━━━━━ Given records ━━━━━
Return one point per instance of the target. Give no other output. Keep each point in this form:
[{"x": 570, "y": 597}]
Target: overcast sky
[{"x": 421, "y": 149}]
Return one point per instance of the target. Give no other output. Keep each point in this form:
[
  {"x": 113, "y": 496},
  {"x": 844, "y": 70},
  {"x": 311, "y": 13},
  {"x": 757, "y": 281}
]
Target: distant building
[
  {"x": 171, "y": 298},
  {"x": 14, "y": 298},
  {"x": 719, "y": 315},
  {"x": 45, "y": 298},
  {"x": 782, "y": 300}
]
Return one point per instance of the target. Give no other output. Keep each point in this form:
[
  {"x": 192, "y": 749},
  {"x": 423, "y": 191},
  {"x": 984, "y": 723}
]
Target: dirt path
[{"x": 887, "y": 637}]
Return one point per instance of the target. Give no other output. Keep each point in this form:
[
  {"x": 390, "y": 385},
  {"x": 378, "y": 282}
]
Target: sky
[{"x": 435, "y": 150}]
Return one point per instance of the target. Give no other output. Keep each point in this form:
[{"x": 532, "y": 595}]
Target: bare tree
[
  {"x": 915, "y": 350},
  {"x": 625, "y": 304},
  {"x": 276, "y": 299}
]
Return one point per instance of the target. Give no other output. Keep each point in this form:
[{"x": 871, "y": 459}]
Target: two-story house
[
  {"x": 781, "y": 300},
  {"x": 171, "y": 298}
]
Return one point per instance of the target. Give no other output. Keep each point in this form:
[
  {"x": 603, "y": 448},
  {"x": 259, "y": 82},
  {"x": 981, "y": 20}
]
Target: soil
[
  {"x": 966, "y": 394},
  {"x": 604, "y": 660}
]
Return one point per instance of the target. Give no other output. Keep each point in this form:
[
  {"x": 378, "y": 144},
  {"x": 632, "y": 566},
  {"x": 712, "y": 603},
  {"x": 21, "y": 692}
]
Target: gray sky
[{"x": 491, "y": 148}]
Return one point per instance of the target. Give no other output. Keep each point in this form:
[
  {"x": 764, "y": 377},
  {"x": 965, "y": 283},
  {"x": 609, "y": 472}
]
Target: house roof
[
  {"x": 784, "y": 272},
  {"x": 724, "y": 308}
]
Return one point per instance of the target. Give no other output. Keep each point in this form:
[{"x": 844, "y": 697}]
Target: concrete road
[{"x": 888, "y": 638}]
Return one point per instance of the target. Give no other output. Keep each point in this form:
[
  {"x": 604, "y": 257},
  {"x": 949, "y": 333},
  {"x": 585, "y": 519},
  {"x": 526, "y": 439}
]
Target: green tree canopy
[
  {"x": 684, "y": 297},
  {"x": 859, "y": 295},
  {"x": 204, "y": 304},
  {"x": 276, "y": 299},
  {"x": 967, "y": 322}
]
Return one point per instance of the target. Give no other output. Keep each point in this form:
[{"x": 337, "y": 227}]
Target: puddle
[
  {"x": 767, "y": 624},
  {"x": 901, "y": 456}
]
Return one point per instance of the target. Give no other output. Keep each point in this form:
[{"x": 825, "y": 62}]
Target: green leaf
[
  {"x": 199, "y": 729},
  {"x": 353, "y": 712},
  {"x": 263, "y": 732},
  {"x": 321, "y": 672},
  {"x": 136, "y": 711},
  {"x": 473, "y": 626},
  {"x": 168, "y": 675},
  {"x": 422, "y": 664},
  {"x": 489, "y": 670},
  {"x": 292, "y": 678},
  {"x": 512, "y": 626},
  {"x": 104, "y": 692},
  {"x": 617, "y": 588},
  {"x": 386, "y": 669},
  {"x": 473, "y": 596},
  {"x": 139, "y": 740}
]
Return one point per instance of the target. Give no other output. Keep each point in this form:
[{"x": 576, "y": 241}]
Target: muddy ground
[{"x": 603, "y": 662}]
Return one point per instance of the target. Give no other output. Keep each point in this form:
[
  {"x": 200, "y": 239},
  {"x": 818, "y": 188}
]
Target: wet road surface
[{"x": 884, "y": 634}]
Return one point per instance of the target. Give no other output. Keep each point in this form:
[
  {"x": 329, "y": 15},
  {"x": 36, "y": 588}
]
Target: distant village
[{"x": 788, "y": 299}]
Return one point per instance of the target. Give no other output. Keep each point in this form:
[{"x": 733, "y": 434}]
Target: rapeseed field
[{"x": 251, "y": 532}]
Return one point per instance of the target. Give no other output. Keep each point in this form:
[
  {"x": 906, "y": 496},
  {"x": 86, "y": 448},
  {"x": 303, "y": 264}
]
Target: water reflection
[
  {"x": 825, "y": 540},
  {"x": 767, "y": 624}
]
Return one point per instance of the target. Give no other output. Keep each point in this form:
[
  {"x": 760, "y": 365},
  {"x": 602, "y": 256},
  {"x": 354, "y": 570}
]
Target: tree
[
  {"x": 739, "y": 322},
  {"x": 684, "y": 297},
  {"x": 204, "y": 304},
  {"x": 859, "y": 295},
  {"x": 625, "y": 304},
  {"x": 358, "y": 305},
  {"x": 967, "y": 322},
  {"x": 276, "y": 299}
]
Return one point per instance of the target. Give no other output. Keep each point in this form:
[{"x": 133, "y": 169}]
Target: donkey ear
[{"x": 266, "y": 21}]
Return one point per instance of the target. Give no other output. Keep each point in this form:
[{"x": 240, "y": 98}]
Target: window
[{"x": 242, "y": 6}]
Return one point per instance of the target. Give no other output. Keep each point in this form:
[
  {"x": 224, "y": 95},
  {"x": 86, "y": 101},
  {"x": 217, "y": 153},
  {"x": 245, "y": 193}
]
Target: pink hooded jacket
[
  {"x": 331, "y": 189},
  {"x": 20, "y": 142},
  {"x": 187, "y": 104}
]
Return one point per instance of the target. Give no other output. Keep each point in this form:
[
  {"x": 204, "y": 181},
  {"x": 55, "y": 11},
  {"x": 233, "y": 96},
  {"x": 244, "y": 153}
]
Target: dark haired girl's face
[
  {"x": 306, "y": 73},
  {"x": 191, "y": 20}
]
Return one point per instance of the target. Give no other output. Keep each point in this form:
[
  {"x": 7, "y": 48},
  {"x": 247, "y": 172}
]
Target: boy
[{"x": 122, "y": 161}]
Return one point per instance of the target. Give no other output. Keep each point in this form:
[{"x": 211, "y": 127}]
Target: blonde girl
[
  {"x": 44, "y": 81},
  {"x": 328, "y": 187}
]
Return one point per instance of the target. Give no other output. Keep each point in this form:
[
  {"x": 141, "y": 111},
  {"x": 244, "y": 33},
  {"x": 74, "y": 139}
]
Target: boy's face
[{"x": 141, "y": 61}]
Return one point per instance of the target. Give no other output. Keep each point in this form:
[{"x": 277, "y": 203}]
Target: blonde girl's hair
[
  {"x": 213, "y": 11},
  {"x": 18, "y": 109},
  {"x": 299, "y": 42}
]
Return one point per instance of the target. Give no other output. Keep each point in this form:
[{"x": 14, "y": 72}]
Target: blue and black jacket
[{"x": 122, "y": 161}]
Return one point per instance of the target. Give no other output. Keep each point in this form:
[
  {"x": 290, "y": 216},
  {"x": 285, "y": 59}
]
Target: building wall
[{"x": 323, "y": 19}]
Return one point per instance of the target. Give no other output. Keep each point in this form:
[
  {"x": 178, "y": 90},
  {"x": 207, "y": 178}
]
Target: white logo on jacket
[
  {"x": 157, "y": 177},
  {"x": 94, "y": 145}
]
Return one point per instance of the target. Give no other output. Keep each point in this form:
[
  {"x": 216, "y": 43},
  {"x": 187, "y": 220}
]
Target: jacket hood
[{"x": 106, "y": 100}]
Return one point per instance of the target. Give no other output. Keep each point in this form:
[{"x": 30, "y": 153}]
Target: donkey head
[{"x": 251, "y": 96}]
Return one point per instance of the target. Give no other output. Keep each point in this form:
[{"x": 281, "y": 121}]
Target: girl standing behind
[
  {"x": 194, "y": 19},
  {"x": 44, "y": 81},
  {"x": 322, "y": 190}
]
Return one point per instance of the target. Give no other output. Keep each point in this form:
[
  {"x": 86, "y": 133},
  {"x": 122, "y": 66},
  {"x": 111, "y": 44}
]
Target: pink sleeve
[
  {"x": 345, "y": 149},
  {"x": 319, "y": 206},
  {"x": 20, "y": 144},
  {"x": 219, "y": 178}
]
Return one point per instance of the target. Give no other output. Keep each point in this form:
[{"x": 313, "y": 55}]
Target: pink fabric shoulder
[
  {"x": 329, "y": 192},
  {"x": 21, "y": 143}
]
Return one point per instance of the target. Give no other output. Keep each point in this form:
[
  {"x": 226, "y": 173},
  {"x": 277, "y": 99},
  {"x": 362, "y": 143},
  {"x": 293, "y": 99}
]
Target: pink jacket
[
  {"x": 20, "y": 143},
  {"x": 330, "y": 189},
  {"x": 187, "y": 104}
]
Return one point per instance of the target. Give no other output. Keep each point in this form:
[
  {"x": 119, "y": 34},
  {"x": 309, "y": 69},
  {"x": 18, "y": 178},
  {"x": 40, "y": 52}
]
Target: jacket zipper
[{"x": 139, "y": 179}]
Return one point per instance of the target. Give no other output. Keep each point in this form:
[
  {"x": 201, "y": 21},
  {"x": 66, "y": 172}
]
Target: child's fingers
━━━━━
_Problem description_
The answer should contain nothing except the lines from the one with "Target: pink jacket" to the end of the material above, each given again exactly.

_Result_
Target: pink jacket
[
  {"x": 20, "y": 143},
  {"x": 330, "y": 189},
  {"x": 187, "y": 104}
]
Return one point per instance of the target. Give no other output. Keep each point in this form:
[
  {"x": 119, "y": 34},
  {"x": 309, "y": 69},
  {"x": 18, "y": 178},
  {"x": 40, "y": 52}
]
Target: jacket zipper
[{"x": 139, "y": 179}]
Return one point per instance of the target. Give no other output. Keep each point in this form:
[
  {"x": 201, "y": 21},
  {"x": 66, "y": 172}
]
Target: child's fingers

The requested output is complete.